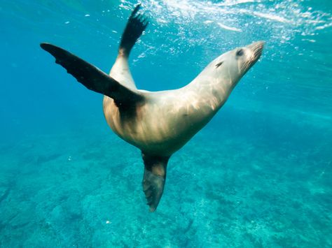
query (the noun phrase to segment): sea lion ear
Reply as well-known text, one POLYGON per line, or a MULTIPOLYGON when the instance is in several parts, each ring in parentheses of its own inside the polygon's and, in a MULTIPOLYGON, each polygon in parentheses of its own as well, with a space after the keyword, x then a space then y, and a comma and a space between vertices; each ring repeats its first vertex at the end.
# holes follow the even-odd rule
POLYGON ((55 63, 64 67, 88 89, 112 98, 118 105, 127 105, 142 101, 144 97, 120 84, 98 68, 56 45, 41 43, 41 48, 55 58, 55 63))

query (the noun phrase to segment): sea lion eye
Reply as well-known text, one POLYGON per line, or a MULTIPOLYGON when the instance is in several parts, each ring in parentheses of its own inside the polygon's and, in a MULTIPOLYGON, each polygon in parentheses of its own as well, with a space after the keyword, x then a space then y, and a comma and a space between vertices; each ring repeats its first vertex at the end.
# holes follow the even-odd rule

━━━━━━━━━━━━━━━━━━━━

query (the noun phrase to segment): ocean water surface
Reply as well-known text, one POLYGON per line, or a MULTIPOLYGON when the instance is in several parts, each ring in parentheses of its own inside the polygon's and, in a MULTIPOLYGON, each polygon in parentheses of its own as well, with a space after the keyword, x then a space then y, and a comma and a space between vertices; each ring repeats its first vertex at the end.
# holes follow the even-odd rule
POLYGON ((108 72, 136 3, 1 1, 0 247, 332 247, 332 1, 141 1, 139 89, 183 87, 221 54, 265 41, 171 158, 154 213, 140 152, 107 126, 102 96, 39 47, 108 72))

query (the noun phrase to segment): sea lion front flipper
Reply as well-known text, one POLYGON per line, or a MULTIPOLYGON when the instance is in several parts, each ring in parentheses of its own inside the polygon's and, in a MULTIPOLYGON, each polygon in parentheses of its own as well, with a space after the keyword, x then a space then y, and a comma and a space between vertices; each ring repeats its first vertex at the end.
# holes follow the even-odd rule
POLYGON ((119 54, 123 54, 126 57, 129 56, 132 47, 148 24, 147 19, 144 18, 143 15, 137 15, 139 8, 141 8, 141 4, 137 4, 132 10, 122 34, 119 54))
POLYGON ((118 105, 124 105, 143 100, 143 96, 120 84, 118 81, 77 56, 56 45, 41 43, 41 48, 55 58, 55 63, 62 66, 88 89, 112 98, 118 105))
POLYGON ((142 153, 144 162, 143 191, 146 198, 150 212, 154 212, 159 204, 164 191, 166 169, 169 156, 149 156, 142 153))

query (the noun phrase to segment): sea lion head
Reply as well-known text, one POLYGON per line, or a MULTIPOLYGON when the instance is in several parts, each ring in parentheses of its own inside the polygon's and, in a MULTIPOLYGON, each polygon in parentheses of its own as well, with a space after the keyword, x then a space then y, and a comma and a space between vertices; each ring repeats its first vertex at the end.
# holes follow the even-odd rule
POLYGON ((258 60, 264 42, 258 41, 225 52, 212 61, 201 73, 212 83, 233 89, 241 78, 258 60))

━━━━━━━━━━━━━━━━━━━━

▶ **TASK**: Gather every line in the entries above that contains the word "segment", and copy each of those lines in full.

▶ **OUTPUT OF THE TASK**:
query (the noun phrase to segment): sea lion ear
query (the noun phrase to segment): sea lion eye
query (the noun phrase to segment): ocean water surface
query (the noun phrase to segment): sea lion front flipper
query (the noun phrase to segment): sea lion head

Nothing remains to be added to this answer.